Study material below:
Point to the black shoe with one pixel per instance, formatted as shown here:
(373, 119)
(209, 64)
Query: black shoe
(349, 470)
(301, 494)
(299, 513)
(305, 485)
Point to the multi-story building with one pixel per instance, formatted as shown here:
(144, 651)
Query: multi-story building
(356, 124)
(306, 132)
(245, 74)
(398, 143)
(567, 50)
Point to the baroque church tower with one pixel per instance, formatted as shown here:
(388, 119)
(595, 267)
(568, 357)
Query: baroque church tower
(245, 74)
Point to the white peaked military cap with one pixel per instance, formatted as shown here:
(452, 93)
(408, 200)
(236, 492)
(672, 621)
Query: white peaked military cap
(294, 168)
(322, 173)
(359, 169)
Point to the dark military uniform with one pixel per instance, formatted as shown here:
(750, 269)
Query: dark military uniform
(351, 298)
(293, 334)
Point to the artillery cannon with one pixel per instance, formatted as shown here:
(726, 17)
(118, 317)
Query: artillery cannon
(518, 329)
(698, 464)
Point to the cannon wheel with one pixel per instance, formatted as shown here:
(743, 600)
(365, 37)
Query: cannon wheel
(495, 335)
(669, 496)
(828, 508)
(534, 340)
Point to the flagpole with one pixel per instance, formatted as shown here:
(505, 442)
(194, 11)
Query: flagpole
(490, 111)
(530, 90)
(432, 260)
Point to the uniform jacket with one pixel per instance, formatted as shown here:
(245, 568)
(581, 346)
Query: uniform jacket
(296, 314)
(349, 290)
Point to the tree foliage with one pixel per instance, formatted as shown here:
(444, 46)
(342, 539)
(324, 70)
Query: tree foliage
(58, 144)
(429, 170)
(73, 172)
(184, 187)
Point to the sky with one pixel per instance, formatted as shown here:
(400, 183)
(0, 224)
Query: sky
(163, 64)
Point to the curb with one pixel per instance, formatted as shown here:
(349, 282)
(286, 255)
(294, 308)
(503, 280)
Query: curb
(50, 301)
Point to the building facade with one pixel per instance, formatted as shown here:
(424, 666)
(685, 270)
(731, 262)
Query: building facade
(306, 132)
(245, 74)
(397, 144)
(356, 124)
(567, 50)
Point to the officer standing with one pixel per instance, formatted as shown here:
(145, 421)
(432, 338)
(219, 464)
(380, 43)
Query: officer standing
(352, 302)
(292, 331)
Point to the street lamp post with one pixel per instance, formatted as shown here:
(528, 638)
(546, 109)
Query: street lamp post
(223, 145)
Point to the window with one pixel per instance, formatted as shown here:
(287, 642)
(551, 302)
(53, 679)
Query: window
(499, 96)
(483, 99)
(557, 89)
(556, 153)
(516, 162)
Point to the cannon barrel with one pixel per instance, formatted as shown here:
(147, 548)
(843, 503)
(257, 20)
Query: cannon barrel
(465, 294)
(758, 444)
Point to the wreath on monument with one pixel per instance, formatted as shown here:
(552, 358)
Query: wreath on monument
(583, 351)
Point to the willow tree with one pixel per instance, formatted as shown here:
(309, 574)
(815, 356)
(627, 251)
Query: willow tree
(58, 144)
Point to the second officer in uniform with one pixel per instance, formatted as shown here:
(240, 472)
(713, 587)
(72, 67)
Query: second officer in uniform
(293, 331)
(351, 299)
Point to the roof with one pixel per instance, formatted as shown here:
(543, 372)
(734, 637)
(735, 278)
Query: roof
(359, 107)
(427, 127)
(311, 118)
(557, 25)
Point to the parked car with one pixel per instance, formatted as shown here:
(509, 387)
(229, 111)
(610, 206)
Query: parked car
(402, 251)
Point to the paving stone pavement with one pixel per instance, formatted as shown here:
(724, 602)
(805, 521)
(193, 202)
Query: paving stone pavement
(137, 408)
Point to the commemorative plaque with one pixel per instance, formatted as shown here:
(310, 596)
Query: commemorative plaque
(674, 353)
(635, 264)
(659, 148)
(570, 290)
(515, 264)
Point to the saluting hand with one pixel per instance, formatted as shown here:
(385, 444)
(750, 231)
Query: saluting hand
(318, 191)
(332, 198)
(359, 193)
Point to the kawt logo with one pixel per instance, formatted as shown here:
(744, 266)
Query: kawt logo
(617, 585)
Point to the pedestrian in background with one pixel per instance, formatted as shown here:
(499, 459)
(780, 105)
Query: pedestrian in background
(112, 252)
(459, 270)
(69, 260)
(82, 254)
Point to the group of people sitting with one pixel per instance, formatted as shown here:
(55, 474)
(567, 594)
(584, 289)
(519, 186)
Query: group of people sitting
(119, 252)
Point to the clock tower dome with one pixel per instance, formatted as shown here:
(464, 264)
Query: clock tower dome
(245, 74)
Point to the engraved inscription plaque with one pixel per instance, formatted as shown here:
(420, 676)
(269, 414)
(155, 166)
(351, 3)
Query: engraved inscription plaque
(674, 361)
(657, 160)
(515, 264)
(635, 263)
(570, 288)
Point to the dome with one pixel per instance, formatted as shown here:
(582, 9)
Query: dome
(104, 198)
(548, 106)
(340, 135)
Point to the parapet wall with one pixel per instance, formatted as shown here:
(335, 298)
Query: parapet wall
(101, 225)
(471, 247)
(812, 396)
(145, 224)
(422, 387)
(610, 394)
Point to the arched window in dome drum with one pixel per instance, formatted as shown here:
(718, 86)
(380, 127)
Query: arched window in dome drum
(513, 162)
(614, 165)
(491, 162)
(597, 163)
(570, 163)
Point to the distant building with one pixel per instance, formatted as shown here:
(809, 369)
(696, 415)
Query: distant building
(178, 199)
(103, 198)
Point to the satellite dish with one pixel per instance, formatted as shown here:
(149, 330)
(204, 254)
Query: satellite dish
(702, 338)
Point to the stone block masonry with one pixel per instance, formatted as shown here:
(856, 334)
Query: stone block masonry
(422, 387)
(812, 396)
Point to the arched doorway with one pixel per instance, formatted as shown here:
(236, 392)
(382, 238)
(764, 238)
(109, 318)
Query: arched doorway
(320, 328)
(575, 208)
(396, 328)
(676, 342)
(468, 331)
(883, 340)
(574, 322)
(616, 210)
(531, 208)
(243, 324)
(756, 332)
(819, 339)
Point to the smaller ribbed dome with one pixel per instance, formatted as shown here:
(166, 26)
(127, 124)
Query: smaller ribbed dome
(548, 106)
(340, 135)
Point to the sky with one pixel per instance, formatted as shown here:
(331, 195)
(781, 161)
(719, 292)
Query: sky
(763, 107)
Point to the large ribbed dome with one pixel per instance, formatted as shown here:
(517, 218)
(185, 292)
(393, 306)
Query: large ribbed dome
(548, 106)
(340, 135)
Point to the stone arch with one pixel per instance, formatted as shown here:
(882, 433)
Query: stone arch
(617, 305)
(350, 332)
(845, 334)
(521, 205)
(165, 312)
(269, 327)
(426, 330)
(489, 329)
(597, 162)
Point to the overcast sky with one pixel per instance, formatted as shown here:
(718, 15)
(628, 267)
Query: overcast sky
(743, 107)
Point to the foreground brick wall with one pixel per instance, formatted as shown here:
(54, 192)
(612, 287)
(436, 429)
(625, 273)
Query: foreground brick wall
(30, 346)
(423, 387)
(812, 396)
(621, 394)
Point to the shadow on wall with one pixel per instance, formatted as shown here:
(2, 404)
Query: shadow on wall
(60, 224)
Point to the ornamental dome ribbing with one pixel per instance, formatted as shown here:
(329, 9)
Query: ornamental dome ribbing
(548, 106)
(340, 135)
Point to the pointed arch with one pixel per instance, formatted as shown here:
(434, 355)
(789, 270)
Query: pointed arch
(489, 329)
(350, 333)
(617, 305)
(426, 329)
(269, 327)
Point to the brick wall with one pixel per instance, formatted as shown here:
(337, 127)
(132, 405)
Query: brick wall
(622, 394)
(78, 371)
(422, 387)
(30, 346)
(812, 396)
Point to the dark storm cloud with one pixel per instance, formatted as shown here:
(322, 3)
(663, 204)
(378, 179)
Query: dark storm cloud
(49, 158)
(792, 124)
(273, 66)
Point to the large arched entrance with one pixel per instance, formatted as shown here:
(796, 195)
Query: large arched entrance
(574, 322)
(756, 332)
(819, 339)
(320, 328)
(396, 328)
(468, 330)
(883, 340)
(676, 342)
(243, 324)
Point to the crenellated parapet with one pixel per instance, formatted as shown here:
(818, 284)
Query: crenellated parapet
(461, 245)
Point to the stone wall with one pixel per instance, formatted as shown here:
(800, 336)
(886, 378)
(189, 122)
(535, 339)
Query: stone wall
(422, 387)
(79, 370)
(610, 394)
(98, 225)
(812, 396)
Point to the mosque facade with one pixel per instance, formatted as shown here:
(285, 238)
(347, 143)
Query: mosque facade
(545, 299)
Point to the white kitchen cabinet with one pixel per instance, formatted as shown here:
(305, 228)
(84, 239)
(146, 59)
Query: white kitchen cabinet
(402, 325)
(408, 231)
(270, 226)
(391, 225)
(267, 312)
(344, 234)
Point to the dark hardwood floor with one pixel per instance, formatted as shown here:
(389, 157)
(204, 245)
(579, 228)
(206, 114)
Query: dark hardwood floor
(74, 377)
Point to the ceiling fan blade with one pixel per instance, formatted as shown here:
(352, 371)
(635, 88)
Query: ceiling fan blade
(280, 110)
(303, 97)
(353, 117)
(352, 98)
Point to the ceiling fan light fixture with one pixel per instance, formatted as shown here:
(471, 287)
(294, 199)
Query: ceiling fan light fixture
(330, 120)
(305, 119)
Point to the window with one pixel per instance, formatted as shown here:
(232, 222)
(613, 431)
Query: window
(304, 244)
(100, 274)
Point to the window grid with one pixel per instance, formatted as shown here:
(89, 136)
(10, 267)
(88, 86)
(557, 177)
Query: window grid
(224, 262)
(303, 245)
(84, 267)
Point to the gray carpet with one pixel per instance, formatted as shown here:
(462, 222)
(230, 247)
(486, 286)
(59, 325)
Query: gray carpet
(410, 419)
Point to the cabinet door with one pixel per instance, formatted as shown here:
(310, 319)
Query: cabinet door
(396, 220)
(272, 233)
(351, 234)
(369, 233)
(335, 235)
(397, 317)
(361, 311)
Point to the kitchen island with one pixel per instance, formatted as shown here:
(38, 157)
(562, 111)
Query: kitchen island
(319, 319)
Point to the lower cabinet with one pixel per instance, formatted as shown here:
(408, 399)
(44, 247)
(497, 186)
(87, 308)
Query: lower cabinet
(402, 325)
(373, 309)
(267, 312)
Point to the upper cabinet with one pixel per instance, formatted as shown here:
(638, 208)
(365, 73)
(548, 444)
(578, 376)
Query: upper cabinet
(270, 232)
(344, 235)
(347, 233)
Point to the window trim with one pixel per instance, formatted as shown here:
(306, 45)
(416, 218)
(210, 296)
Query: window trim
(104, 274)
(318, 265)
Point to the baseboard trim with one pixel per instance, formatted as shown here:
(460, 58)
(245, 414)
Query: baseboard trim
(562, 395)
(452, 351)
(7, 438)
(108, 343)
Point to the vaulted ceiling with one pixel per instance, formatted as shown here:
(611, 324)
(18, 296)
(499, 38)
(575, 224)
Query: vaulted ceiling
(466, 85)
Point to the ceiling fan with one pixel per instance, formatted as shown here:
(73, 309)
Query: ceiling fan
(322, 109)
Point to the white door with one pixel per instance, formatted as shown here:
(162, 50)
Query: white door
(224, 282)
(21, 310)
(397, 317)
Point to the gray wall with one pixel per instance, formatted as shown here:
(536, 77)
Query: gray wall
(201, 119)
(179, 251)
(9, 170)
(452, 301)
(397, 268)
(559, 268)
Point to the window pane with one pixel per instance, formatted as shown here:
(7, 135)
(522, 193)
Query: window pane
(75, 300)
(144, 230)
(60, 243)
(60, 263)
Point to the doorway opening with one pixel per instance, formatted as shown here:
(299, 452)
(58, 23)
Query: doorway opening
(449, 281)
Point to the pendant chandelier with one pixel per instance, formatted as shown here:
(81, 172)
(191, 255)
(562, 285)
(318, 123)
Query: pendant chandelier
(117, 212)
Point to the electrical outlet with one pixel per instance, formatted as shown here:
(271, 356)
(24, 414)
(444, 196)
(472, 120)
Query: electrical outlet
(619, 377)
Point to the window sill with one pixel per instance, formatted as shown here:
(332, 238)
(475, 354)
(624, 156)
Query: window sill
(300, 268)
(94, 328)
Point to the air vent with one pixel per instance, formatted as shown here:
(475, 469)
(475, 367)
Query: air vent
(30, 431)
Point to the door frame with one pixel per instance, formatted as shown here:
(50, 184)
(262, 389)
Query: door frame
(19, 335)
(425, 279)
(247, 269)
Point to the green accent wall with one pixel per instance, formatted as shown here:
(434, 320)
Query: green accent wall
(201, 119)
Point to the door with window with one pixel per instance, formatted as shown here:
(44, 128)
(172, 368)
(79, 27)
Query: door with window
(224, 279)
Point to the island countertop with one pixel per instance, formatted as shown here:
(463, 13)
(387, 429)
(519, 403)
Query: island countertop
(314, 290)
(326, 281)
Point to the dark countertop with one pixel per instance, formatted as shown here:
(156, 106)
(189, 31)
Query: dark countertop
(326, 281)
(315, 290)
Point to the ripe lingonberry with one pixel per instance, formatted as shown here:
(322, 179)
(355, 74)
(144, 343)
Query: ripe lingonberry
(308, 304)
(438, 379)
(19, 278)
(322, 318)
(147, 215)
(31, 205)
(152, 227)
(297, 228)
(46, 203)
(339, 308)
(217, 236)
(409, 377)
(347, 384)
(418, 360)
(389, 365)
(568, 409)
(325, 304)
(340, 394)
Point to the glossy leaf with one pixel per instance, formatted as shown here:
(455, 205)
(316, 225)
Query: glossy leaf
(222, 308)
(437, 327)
End of Study material.
Your answer should be the lines above from the one containing "Point to the green" through the one containing "Point to the ripe", copied exactly and with both ends kept.

Point to the green accent wall with one pixel per instance, formatted as shown here:
(434, 320)
Query: green accent wall
(201, 119)
Point to the door with window with one pixel per instance, formatted as shown here:
(44, 128)
(172, 368)
(79, 27)
Query: door with window
(224, 279)
Point to the island countertop with one pixel per instance, formatted as shown here:
(463, 13)
(387, 429)
(519, 403)
Query: island countertop
(314, 290)
(326, 281)
Point to the dark countertop with one pixel per instance, formatted as shown here:
(156, 106)
(189, 31)
Query: dark countertop
(326, 281)
(315, 290)
Point to the ripe lingonberry with one pixel per instance, formatted as shown here:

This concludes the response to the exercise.